COUR D'APPEL D'AIX-EN-PROVENCE
Chambre 4-3
ARRÊT SUR DEFERE
DU 23 JUIN 2023
N°2023/ 123
RG 22/15450
N° Portalis DBVB-V-B7G-BKLME
S.A.S. INSTITUT HELIO MARIN DE LA COTE D'AZUR
C/
[O] [C]
Copie exécutoire délivrée
le 23 Juin 2023 à :
- Me Maxime DE MARGERIE, avocat au barreau de MARSEILLE
- Me Olivier SINELLE, avocat au barreau de TOULON
Décision déférée à la Cour :
Ordonnance du magistrat de la mise en état de la Cour d'Appel d'AIX-EN-PROVENCE en date du 04 Novembre 2022 enregistrée au répertoire général sous le n° 2022/M161.
DEMANDEUR A LA REQUETE
S.A.S. INSTITUT HELIO MARIN DE LA COTE D'AZUR, demeurant [Adresse 1]
représentée par Me Maxime DE MARGERIE, avocat au barreau de MARSEILLE
DEFENDEUR A LA REQUETE
Madame [O] [C], demeurant [Adresse 2]
représentée par Me Olivier SINELLE de l'AARPI ESCLAPEZ-SINELLE-PILLIARD, avocat au barreau de TOULON
*-*-*-*-*
COMPOSITION DE LA COUR
En application des dispositions des articles 804 et 805 du code de procédure civile, l'affaire a été débattue le 09 Mai 2023 en audience publique, les avocats ne s'y étant pas opposés, devant Madame Pascale MARTIN, Président de Chambre, et Madame Isabelle MARTI, Président de Chambre suppléant, chargées du rapport.

===============

Défi 1: D'après l'extrait présenté, à quelle date l'affaire a-t-elle été débattue en audience publique ?
Les enregistrements n'ont aucun lien avec l'extrait.

===============

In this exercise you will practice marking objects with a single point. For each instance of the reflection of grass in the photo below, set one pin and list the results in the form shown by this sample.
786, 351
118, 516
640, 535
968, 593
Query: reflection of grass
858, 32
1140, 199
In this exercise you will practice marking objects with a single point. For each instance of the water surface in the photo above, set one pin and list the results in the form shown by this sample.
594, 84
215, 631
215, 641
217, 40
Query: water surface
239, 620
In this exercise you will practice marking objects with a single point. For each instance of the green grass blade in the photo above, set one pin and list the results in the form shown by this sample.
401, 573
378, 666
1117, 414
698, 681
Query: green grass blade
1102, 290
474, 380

===============

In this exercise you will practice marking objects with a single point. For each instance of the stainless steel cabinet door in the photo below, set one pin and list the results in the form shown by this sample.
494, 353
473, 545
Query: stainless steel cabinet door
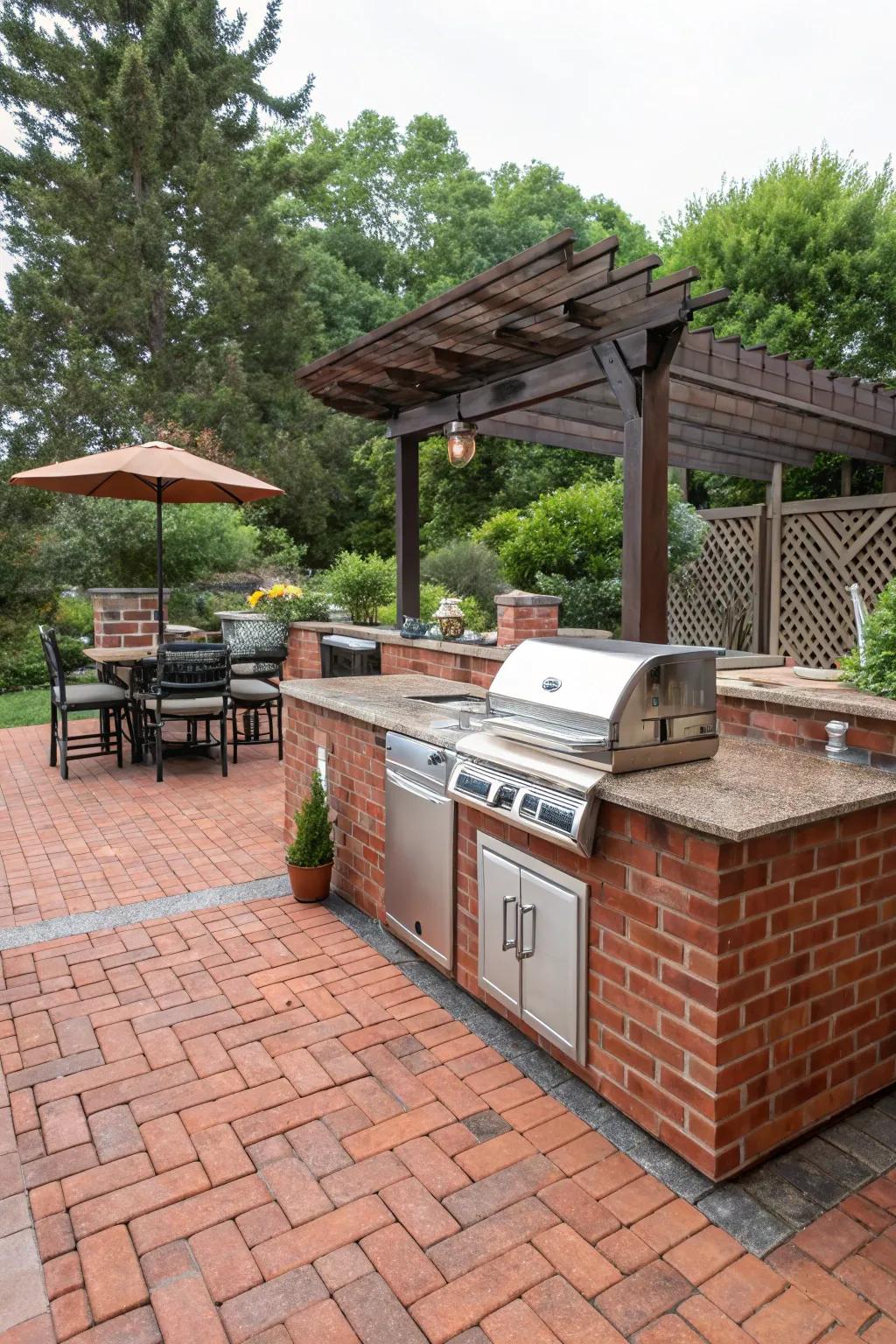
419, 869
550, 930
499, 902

===============

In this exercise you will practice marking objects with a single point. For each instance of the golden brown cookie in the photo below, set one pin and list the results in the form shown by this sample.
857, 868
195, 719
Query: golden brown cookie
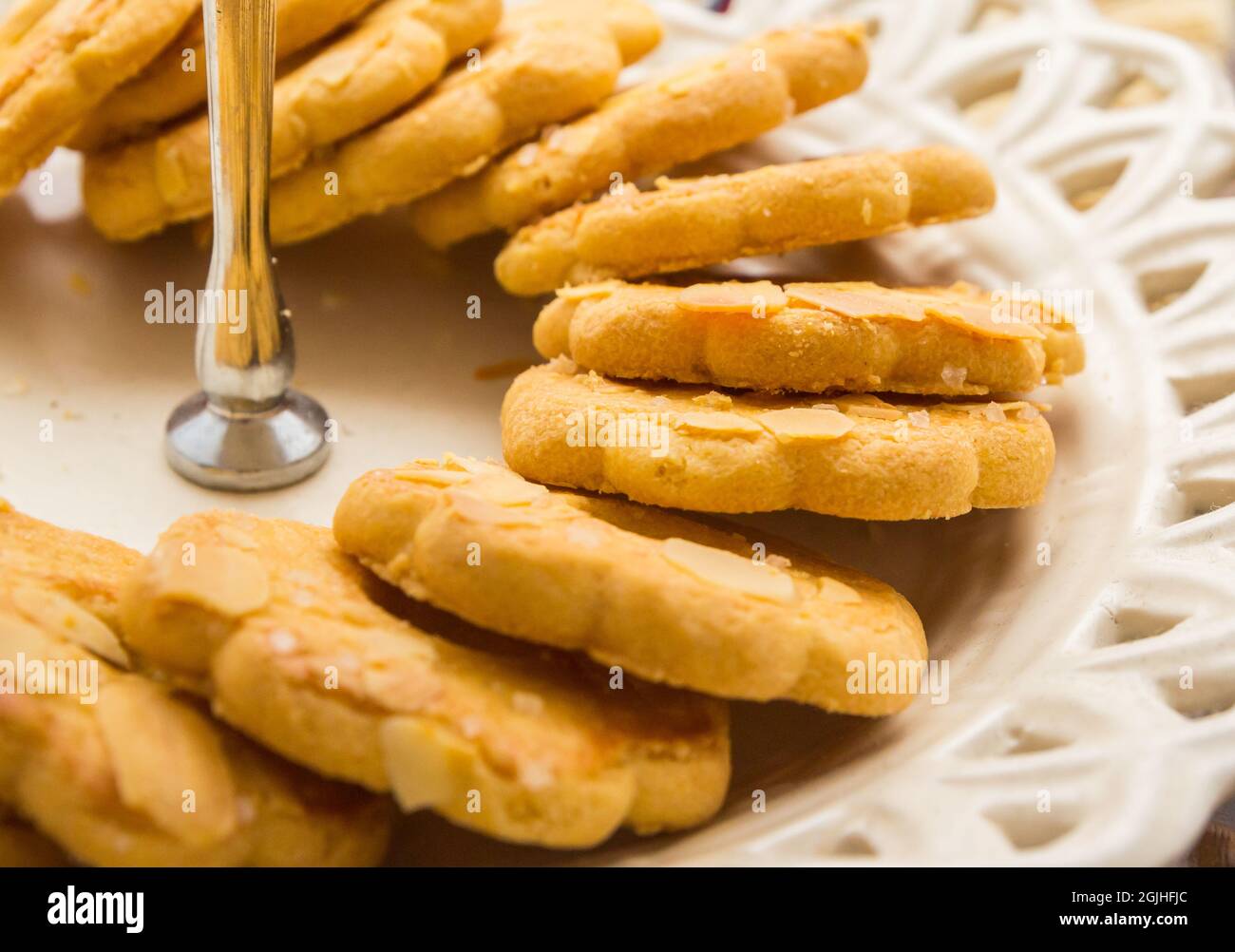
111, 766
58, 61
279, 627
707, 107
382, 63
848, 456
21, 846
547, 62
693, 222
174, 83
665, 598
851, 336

===============

Défi 2: Renvoyez toutes les lignes des enregistrements qui contiennent la chaîne "grass".

Solution détaillée 1: Le 09 mai 2023.

Solution détaillée 2:
In this exercise you will practice marking objects with a single point. For each instance of the reflection of grass in the photo below, set one pin and list the results in the form shown by this sample.
Query: reflection of grass
In this exercise you will practice marking objects with a single point. For each instance of the green grass blade in the photo above, set one pin and list the results in the form shown by this sample.
Query: green grass blade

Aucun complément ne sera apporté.